(Goal 1):
In the news article, what odds did Obama give that the target in the Abbottabad compound was bin Laden?

(Reading passage):
+ + + + +
Osama bin Laden may be dead, but his ideology lives on, Obama says

Obama says future terror fight will require working with partner countries

Washington CNN  — 

On the fifth anniversary of Osama bin Laden’s death, President Barack Obama sharply defended his targeted approached to fighting terror – and said the next president would most likely follow his lead rather than his predecessor’s.

“The kinds of Special Forces and intelligence-gathering that we saw in the bin Laden raid is going to be, more often than not, the tool of choice for a president in dealing with that kind of threat,” he said.

“The ideology has not been extinguished,” Obama acknowledged in an exclusive interview with CNN’s Peter Bergen on Monday night. “The world is still dangerous. In many ways, the Middle East is in a more chaotic situation.”

But – without directly referring to President George W. Bush’s decisions to send U.S. troops into Afghanistan and then Iraq – Obama said such large-scale operations, which continue to reverberate in the current presidential race, would only make the fight against extremism harder.

RELATED: Unprecedented access to the White House to relive the bin Laden raid

Obama said the idea of “sending 100,000 troops to invade every country where an organization like this appears going be counterproductive and, in some ways, feeds the kinds of ideology that we’re fighting.”

Obama offered the assessment as part of three hours of conversations Bergen had with the President and his top circle about details of the raid that killed bin Laden for the Anderson Cooper 360 special “‘We Got Him,’ Obama, Bin Laden and the War on Terror.”

While Obama spoke with confidence of the decision to launch the raid despite the odds being “probably 50/50” that that the U.S. was correct that the target in the Abbottabad, Pakistan, compound it was tracking was bin Laden, he did speak about the difficulty in making wrenching decisions, especially with the expanded use of drones during his presidency.

Unmanned aircraft have become an invaluable tool in areas tough to reach with U.S. soldiers, Obama said. Within the first two years of his presidency, though, Obama said he felt the legal architecture and control systems in place to use them weren’t enough.

“It became so easy to use them without thinking through all the ramifications,” he said. “What we’ve tried to do is make sure that we are accountable at the highest levels for how we’re using Predators.”

The standard is of “near certainty” that the target is an active terrorist threat and that civilian casualties are being avoided, the President said.

“Having said that, you always lose sleep because you know there’s always the possibility in a kinetic action that somebody who shouldn’t be killed is killed,” he said.

RELATED: Obama on U.S. helicopter crash in bin Laden raid: ‘Not an ideal start’

And he spoke of the risks of the bin Laden operation in the shadow of U.S. history.

Reminded that former President Jimmy Carter had lost a chance at a second term because he’d taken a similar risk in trying to free U.S. hostages from revolutionary Iran – and failed – Obama responded, “if I hadn’t thought of it on my own, it was raised by a number of my advisors.”

Still, Obama said that he didn’t consider aborting the mission, even when it started with a downed helicopter.

“My initial concern there was extraction. That if something happened to the helicopter that we could make sure that we got our guys out,” he said, pointing to the backup helicopters that had been prepared as part of their “plan B.”
+ + + + +
(Supplied entries):
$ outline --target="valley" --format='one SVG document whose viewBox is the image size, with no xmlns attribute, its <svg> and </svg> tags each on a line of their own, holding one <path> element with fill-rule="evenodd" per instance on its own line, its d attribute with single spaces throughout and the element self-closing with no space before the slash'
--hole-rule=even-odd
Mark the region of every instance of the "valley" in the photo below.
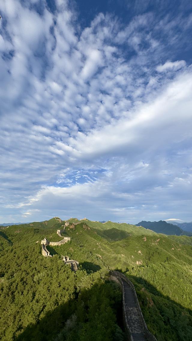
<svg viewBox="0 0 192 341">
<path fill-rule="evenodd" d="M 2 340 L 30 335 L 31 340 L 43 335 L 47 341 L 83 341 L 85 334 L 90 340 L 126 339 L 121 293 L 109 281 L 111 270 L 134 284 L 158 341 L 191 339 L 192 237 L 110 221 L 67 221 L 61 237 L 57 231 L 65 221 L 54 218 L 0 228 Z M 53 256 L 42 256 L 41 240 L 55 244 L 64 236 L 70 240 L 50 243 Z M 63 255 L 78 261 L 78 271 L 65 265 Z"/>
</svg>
+ + + + +
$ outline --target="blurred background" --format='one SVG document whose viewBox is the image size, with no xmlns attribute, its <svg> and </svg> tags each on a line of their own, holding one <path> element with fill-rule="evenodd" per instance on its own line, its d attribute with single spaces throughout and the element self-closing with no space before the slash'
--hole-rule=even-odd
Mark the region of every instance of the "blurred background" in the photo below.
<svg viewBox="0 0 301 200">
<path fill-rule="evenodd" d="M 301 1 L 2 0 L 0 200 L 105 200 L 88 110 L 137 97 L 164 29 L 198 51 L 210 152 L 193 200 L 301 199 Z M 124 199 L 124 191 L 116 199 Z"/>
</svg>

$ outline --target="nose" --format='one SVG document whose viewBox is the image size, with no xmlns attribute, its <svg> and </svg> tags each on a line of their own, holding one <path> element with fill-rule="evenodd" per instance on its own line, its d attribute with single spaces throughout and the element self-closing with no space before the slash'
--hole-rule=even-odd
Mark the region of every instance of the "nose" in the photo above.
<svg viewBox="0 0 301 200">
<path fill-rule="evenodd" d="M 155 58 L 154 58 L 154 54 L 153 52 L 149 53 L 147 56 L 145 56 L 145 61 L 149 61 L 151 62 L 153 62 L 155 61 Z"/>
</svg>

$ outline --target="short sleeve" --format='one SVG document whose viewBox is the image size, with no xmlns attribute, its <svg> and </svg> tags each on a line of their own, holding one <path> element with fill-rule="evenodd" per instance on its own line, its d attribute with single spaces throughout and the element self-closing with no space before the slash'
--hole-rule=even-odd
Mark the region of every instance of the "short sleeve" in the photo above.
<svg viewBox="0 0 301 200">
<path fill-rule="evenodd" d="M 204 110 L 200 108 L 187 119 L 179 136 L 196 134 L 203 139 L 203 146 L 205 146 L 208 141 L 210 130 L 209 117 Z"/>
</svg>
+ + + + +
(Goal 2):
State how many lines of the records contain the word "photo". Reply with the number alone.

(Written reply 1):
Probably 50/50.

(Written reply 2):
4